--- 본문 ---
--------------------------------

#**👶🏻 북실북실 : 아동도서관리 어플리케이션 📚**
- **Main goal** : 아동도서가 빼곡히 꽂힌 책장으로부터 도서 데이터를 수집하여 한 눈에 확인하고 관리할 수 있는 서비스
- **Keyword** :  Book title extraction, Detectron2, Segmentation, OCR
- **Modeling Overview**
  - **CV : Book title extraction (책 제목 추출)**
    - COCO dataset과 추가적인 책장 데이터셋 수집 및 라벨링을 통해 총총 685개의 image Dataset 구성
    - Segmentation을 수행할 수 있는 라이브러리 중 하나인 Detectron2로 Mask R-CNN 모델 학습
    - Segmentation된 책등 이미지로부터 CLOVA OCR을 이용해 책 제목 텍스트 추출
    - 출판사, 도서관 청구기호 등 불필요한 정보 제거 → 인식 정확도를 높이고자 자체적으로 구축한 데이터베이스의 책 제목과 비교하여 제목 교정
  - **NLP : 책장 도서 분석 및 새로운 도서 추천 기능**
    - **도서 분석** : 소장 도서 리스트 입력 시 4가지 카테고리에 대한 분석 제공
      - 책의 장르 (놀이책/그림책/학습책) 분류
      - 출판 연도 (신간/그외/스테디셀러)
      - 대상 연령 (0-3세/4-6세/유아)
      - 국가 (한국도서/외국도서)

--------------------------------

--- 짧은 과제 1 ---
본문에 따르면 책등 이미지에서 책 제목 텍스트를 뽑아낼 때 어떤 OCR을 사용했나요?

--- 제공 자료 ---
--------------------------------

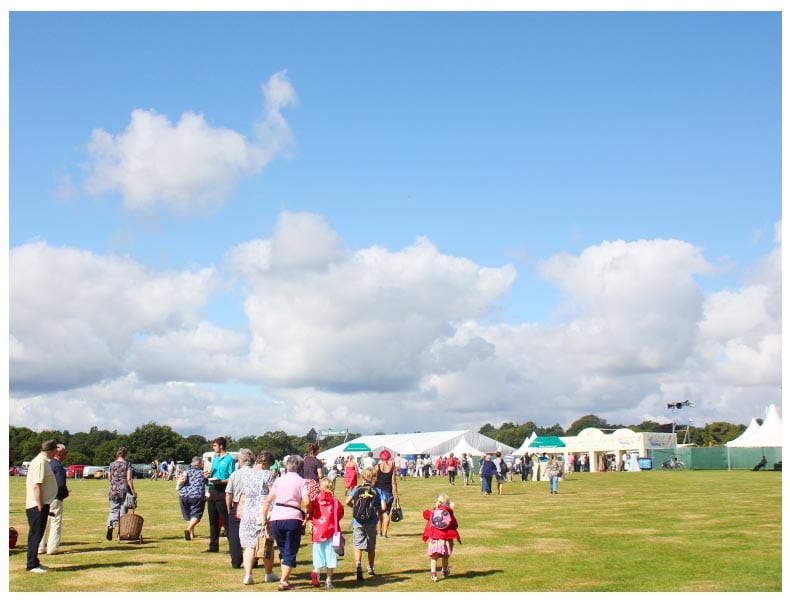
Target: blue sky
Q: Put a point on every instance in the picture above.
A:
(533, 147)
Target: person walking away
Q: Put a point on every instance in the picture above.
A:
(121, 475)
(403, 466)
(265, 462)
(255, 484)
(554, 472)
(487, 472)
(387, 484)
(452, 468)
(326, 512)
(191, 486)
(55, 520)
(222, 465)
(289, 500)
(350, 474)
(41, 488)
(441, 532)
(367, 503)
(501, 471)
(233, 492)
(465, 468)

--------------------------------

--- 짧은 과제 2 ---
위의 제공 자료를 한 줄도 빠짐없이 그대로 옮겨 쓰세요. 그림은 답에 넣지 마세요.

--- 전체 답안 1 ---
CLOVA OCR을 사용했습니다.

--- 전체 답안 2 ---
Target: blue sky
Q: Put a point on every instance in the picture above.
A:
(533, 147)
Target: person walking away
Q: Put a point on every instance in the picture above.
A:
(121, 475)
(403, 466)
(265, 462)
(255, 484)
(554, 472)
(487, 472)
(387, 484)
(452, 468)
(326, 512)
(191, 486)
(55, 520)
(222, 465)
(289, 500)
(350, 474)
(41, 488)
(441, 532)
(367, 503)
(501, 471)
(233, 492)
(465, 468)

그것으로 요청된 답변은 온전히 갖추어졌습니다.